→ Article:
+-------+

Re: Deleting undefined entries from DB_FILE hash
by 2teez (Vicar) on Jul 23, 2012 at 02:25 UTC
    hi,

    The problem is that the delete($hash{$key}) doesn't seem to actually be deleting the hash

    How do you delete undefined hash key?
    if hash key is not present, there is nothing to delete. Don't you think so?
    Peruse this:

    use Data::Dumper; my $family={ father=>'foo', mother=>'bar',}; for(keys %$family){ if(!defined($_)){ delete $family->{$_} } } print Dumper $family; # print out your hash
    but if you write this:
    use Data::Dumper; my $family={ father=>'foo', mother=>'bar',}; for(keys %$family){ if(defined($_)){ delete $family->{$_} } } print Dumper $family; # print empty hash
    I think you might have to look at your code construct again.

    UPDATE:
    Also in this:

    my $file = sprintf('%s/%s/%02x.db', $qdir, $mypc, $i);
    Hope, $qdir is decleared somewhere in your code?

      It just seemed like there was _something_ in that position in the database for it to return the undefined value.

      I thought the issue was that split was being run against a string with null values among the tab delimiter or the entry was somehow otherwise incomplete, leading to the "Use of uninitialized value in split at ./list_hash.pl line 74." that I receive if I remove the prior checks and try and split the string anyway.

      It loks like you've used all different constructs, and I'm not familar with the abstraction your using. It's beyond my level of perl understanding, unfortunately.

      Thanks,
      Alex

        If then you suspect split function, then check what you are getting for each split "action" ( using print ), before assigning them to other variables. like so:

        print join "\n",split /\t/, $hash{$key}, 7;
        See if you have 7 seperate values. If not, then one can say try "\s+" in the split function, instead of the "\t" like so:
        print join "\n",split /\s+/, $hash{$key}, 7;
        If that works, then :-)! You got it!!!

+-------+

→ Exercise task 1: Return the stretch of the forum thread from "I thought the" through "perl understanding, unfortunately.", word for word.
The entries that come next have no connection to the forum thread.

+-------+

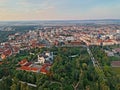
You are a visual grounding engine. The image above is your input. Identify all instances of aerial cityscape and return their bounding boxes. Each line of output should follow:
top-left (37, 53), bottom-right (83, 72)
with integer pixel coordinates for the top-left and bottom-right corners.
top-left (0, 0), bottom-right (120, 90)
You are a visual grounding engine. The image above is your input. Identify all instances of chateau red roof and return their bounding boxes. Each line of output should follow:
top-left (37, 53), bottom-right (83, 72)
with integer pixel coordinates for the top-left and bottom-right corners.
top-left (19, 66), bottom-right (39, 72)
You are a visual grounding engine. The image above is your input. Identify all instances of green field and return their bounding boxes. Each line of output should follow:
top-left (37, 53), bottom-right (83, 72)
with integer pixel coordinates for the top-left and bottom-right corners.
top-left (112, 67), bottom-right (120, 75)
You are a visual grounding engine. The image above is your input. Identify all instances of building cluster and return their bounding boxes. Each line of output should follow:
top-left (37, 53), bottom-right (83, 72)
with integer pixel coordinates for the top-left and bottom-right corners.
top-left (0, 24), bottom-right (120, 67)
top-left (17, 52), bottom-right (53, 74)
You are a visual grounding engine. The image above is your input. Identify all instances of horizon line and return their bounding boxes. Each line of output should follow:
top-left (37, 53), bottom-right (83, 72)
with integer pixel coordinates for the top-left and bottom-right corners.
top-left (0, 18), bottom-right (120, 22)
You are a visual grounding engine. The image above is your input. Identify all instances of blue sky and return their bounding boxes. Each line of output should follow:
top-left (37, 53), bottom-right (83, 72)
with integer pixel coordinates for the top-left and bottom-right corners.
top-left (0, 0), bottom-right (120, 21)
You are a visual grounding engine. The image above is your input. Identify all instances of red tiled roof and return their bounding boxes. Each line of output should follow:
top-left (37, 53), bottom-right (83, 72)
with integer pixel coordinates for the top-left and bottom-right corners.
top-left (3, 49), bottom-right (12, 56)
top-left (19, 59), bottom-right (28, 65)
top-left (111, 61), bottom-right (120, 67)
top-left (19, 66), bottom-right (39, 72)
top-left (24, 62), bottom-right (32, 66)
top-left (0, 62), bottom-right (3, 65)
top-left (40, 64), bottom-right (51, 74)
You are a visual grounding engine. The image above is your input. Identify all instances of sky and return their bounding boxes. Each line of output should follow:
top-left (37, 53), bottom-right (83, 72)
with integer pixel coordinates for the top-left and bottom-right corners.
top-left (0, 0), bottom-right (120, 21)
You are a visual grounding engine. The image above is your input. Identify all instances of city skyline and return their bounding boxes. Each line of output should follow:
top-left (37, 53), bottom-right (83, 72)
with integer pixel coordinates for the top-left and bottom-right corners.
top-left (0, 0), bottom-right (120, 21)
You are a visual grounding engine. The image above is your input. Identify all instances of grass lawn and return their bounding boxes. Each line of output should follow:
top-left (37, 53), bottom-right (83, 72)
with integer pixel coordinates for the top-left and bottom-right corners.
top-left (112, 67), bottom-right (120, 75)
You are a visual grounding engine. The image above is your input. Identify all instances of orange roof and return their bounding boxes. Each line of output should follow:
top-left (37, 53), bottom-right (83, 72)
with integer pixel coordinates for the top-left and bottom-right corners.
top-left (19, 66), bottom-right (39, 72)
top-left (97, 39), bottom-right (103, 43)
top-left (19, 59), bottom-right (28, 65)
top-left (0, 62), bottom-right (3, 65)
top-left (105, 39), bottom-right (112, 42)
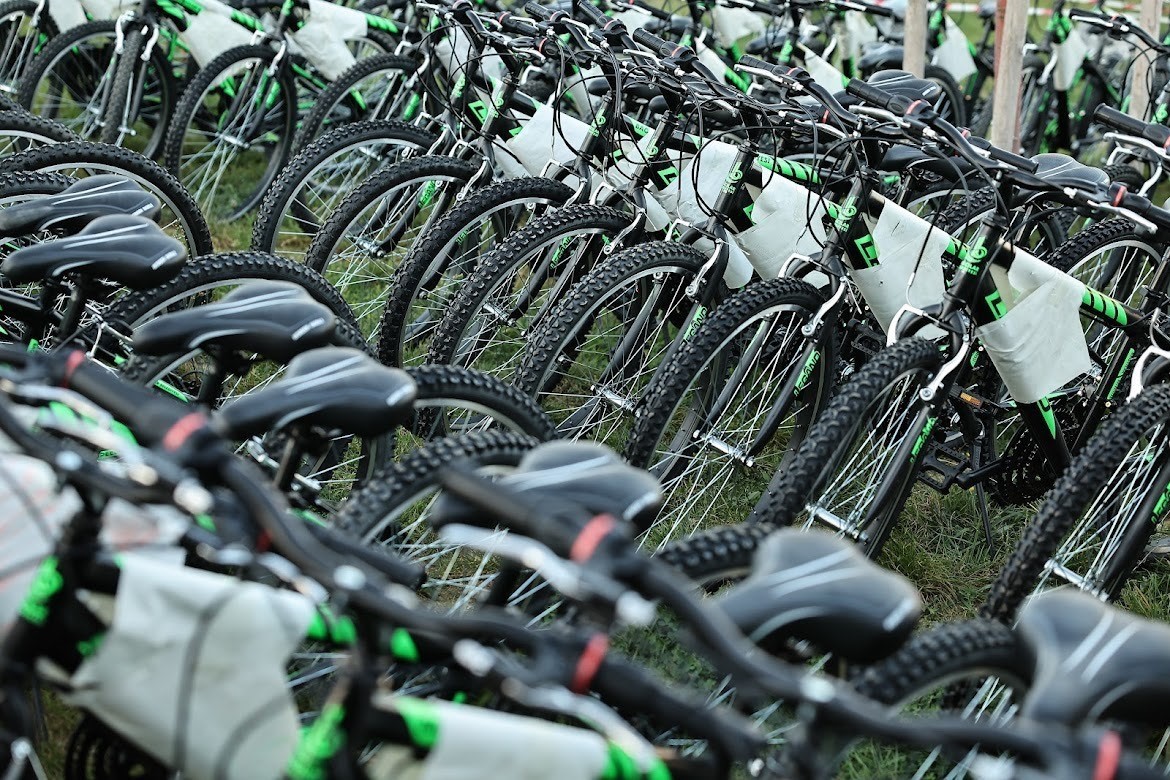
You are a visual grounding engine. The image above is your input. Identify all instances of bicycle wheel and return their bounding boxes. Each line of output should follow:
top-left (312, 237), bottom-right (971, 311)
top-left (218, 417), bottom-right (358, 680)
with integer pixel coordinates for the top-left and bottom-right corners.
top-left (252, 122), bottom-right (435, 260)
top-left (840, 620), bottom-right (1032, 780)
top-left (97, 21), bottom-right (179, 158)
top-left (0, 109), bottom-right (77, 157)
top-left (979, 385), bottom-right (1170, 622)
top-left (296, 54), bottom-right (424, 150)
top-left (749, 338), bottom-right (947, 558)
top-left (514, 241), bottom-right (707, 450)
top-left (378, 178), bottom-right (572, 366)
top-left (164, 46), bottom-right (297, 220)
top-left (407, 366), bottom-right (557, 449)
top-left (336, 430), bottom-right (537, 612)
top-left (16, 20), bottom-right (117, 140)
top-left (0, 0), bottom-right (60, 92)
top-left (625, 278), bottom-right (834, 547)
top-left (122, 301), bottom-right (381, 509)
top-left (19, 21), bottom-right (177, 157)
top-left (0, 135), bottom-right (212, 257)
top-left (423, 203), bottom-right (640, 381)
top-left (304, 157), bottom-right (477, 336)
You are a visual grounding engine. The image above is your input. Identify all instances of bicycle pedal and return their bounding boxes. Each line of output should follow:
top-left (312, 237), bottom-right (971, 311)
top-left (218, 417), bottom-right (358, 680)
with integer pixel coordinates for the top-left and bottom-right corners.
top-left (918, 437), bottom-right (972, 493)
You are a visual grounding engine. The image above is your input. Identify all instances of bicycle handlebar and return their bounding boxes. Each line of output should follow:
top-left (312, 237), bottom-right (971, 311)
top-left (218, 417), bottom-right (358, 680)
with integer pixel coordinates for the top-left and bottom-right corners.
top-left (1093, 105), bottom-right (1170, 149)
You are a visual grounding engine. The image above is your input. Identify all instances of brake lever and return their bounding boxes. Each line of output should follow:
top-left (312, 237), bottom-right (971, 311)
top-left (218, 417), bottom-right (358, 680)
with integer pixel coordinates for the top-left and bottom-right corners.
top-left (452, 640), bottom-right (658, 773)
top-left (439, 523), bottom-right (658, 626)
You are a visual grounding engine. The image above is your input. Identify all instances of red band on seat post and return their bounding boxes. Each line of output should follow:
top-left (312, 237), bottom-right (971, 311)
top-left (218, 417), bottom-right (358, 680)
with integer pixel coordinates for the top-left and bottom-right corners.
top-left (569, 634), bottom-right (610, 693)
top-left (61, 350), bottom-right (85, 387)
top-left (1093, 731), bottom-right (1121, 780)
top-left (163, 412), bottom-right (207, 451)
top-left (569, 515), bottom-right (615, 564)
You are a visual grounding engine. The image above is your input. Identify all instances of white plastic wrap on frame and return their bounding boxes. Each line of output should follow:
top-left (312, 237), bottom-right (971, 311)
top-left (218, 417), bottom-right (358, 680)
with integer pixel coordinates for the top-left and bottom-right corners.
top-left (289, 0), bottom-right (369, 81)
top-left (0, 449), bottom-right (187, 636)
top-left (655, 140), bottom-right (752, 290)
top-left (976, 248), bottom-right (1092, 403)
top-left (48, 0), bottom-right (89, 33)
top-left (179, 0), bottom-right (252, 68)
top-left (66, 553), bottom-right (314, 780)
top-left (930, 16), bottom-right (977, 84)
top-left (849, 201), bottom-right (951, 338)
top-left (1052, 27), bottom-right (1089, 92)
top-left (496, 105), bottom-right (590, 178)
top-left (605, 133), bottom-right (672, 230)
top-left (365, 693), bottom-right (608, 780)
top-left (736, 160), bottom-right (826, 279)
top-left (81, 0), bottom-right (138, 21)
top-left (797, 43), bottom-right (848, 92)
top-left (711, 6), bottom-right (768, 49)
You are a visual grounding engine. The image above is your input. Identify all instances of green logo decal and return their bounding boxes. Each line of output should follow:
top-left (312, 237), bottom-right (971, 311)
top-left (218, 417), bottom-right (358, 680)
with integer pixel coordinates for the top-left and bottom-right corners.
top-left (682, 306), bottom-right (707, 341)
top-left (910, 417), bottom-right (938, 461)
top-left (797, 350), bottom-right (820, 393)
top-left (20, 555), bottom-right (66, 626)
top-left (288, 704), bottom-right (345, 780)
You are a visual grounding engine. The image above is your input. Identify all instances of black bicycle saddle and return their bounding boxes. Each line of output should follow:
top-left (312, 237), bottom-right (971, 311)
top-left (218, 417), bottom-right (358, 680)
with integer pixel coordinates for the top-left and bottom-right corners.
top-left (0, 214), bottom-right (187, 290)
top-left (135, 282), bottom-right (337, 363)
top-left (1016, 588), bottom-right (1170, 729)
top-left (717, 529), bottom-right (922, 662)
top-left (0, 174), bottom-right (161, 237)
top-left (1032, 153), bottom-right (1109, 192)
top-left (433, 441), bottom-right (662, 529)
top-left (218, 346), bottom-right (418, 439)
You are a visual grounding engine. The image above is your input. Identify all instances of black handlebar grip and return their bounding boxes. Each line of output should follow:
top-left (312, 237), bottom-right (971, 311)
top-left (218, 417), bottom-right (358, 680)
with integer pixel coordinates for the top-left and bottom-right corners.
top-left (634, 29), bottom-right (687, 57)
top-left (496, 11), bottom-right (541, 37)
top-left (622, 0), bottom-right (670, 22)
top-left (845, 78), bottom-right (911, 116)
top-left (987, 144), bottom-right (1040, 173)
top-left (1093, 105), bottom-right (1170, 147)
top-left (51, 351), bottom-right (207, 450)
top-left (1109, 184), bottom-right (1170, 230)
top-left (739, 54), bottom-right (780, 74)
top-left (576, 0), bottom-right (610, 27)
top-left (524, 0), bottom-right (552, 22)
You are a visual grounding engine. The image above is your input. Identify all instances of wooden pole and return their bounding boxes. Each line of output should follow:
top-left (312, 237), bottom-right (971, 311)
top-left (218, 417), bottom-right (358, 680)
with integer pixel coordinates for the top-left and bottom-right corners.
top-left (1129, 0), bottom-right (1162, 119)
top-left (902, 0), bottom-right (930, 78)
top-left (990, 0), bottom-right (1028, 152)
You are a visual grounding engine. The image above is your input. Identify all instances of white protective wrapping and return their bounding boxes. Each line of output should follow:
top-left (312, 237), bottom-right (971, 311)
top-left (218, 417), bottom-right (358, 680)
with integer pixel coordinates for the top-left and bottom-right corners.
top-left (48, 0), bottom-right (89, 33)
top-left (179, 0), bottom-right (252, 68)
top-left (797, 43), bottom-right (848, 92)
top-left (289, 0), bottom-right (367, 81)
top-left (365, 693), bottom-right (608, 780)
top-left (695, 41), bottom-right (728, 84)
top-left (66, 553), bottom-right (314, 780)
top-left (81, 0), bottom-right (138, 21)
top-left (1052, 27), bottom-right (1089, 92)
top-left (711, 6), bottom-right (768, 49)
top-left (0, 449), bottom-right (187, 636)
top-left (851, 201), bottom-right (951, 338)
top-left (736, 163), bottom-right (825, 279)
top-left (655, 140), bottom-right (752, 290)
top-left (496, 99), bottom-right (589, 179)
top-left (838, 11), bottom-right (878, 62)
top-left (976, 248), bottom-right (1092, 403)
top-left (930, 16), bottom-right (976, 84)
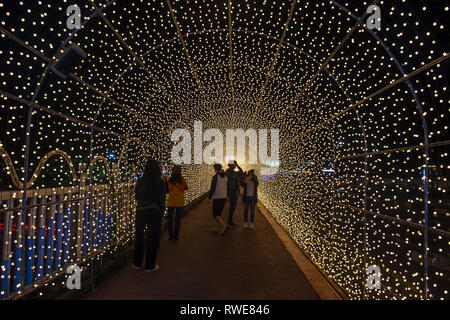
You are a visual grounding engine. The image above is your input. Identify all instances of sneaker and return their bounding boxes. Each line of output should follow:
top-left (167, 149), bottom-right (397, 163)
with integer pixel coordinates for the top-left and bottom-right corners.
top-left (131, 263), bottom-right (142, 270)
top-left (221, 227), bottom-right (229, 237)
top-left (144, 265), bottom-right (159, 272)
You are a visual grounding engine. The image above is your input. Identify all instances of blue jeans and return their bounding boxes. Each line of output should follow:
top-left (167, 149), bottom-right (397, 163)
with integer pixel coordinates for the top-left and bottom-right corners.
top-left (167, 207), bottom-right (184, 240)
top-left (228, 189), bottom-right (238, 225)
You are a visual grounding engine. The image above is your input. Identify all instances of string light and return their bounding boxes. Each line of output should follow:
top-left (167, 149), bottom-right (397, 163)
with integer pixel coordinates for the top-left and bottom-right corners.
top-left (0, 0), bottom-right (450, 299)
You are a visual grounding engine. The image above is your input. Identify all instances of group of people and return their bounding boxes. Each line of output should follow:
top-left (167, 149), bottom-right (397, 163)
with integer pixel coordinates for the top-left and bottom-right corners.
top-left (209, 161), bottom-right (258, 236)
top-left (132, 160), bottom-right (258, 272)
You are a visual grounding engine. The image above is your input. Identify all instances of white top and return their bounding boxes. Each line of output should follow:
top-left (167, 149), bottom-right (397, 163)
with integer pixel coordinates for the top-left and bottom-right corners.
top-left (213, 174), bottom-right (228, 199)
top-left (246, 178), bottom-right (255, 197)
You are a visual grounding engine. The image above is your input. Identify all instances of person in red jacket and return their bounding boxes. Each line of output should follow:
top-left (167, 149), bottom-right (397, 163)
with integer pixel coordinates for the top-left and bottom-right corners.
top-left (167, 165), bottom-right (188, 241)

+-------+

→ Exercise task 2: Rewrite the entries from the line containing "of bicycle handlebar" through the line containing "top-left (1093, 105), bottom-right (1170, 149)", with "integer" replaced by "whole-number" and nothing else changed.

→ Result 1:
I thought the issue was that split was being run against a string with null values among the tab delimiter or the entry was somehow otherwise incomplete, leading to the "Use of uninitialized value in split at ./list_hash.pl line 74." that I receive if I remove the prior checks and try and split the string anyway.

      It loks like you've used all different constructs, and I'm not familar with the abstraction your using. It's beyond my level of perl understanding, unfortunately.

→ Result 2:
You are a visual grounding engine. The image above is your input. Identify all instances of bicycle handlebar and return their bounding boxes. Each line of output should follow:
top-left (312, 237), bottom-right (971, 311)
top-left (218, 417), bottom-right (358, 680)
with whole-number pixel coordinates for the top-left and bottom-right corners.
top-left (1093, 105), bottom-right (1170, 149)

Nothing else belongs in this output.